Do this: Please report how many lines in the records below contain the string "baby", giving only the number.

▽

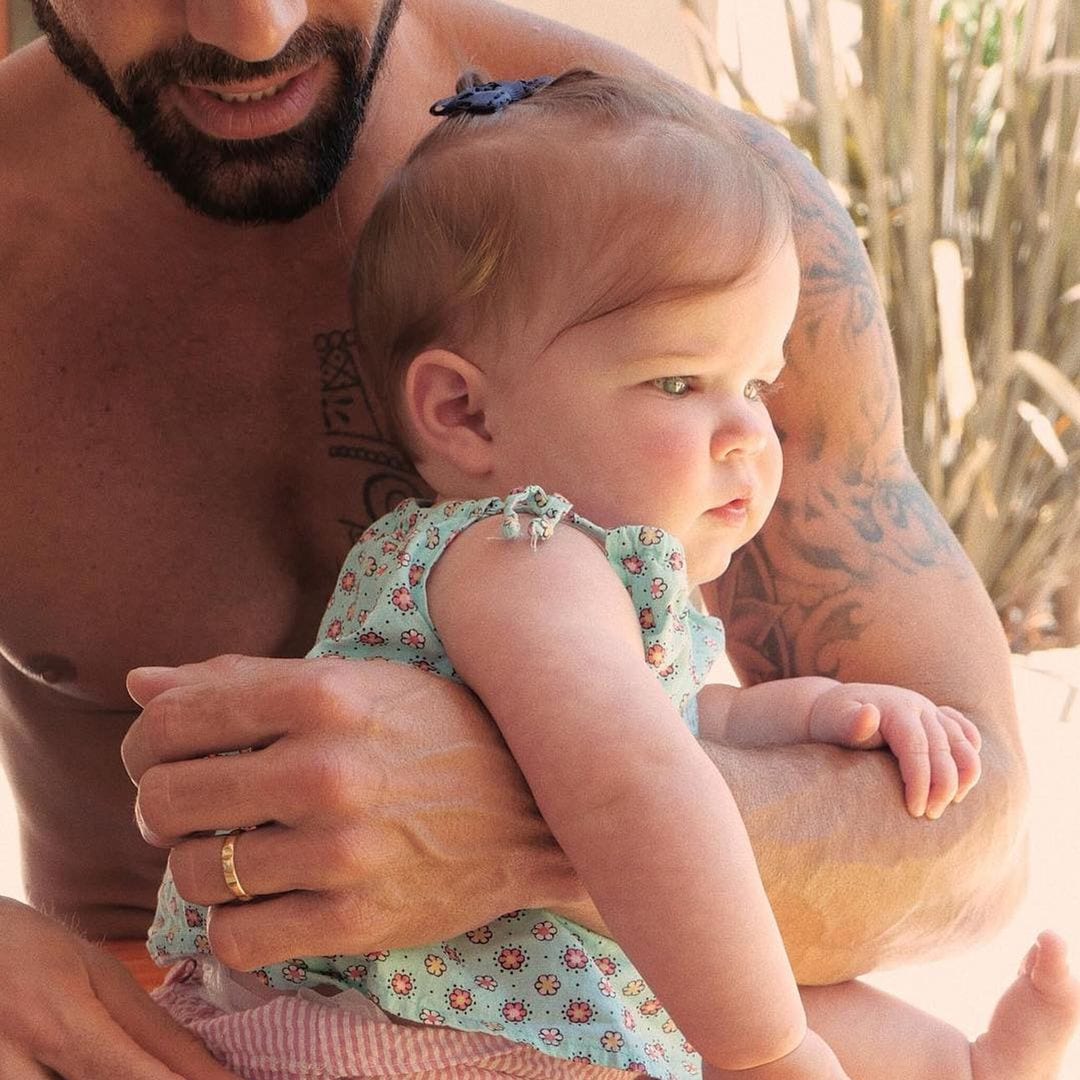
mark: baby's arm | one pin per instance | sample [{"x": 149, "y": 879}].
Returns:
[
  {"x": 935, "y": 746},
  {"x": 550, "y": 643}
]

△
▽

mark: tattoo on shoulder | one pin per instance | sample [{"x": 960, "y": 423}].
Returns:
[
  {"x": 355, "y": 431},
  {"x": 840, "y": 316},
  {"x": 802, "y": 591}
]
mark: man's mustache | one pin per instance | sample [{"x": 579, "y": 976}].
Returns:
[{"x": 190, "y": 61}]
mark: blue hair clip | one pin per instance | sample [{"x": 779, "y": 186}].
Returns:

△
▽

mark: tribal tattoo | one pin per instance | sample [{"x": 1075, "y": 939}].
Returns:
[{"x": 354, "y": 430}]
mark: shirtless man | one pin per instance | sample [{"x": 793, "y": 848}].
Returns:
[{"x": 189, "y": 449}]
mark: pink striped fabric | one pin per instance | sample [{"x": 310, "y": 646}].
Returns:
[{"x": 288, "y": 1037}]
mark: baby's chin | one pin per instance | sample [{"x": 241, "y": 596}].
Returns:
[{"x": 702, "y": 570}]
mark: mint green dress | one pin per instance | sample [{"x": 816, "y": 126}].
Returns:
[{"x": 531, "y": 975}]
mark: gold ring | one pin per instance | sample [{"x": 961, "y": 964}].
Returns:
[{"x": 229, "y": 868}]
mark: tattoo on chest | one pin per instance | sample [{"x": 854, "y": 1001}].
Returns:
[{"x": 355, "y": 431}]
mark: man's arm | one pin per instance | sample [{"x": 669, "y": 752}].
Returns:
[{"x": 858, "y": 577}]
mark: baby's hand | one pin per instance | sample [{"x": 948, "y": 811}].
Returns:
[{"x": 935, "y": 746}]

△

Answer to this exercise: 3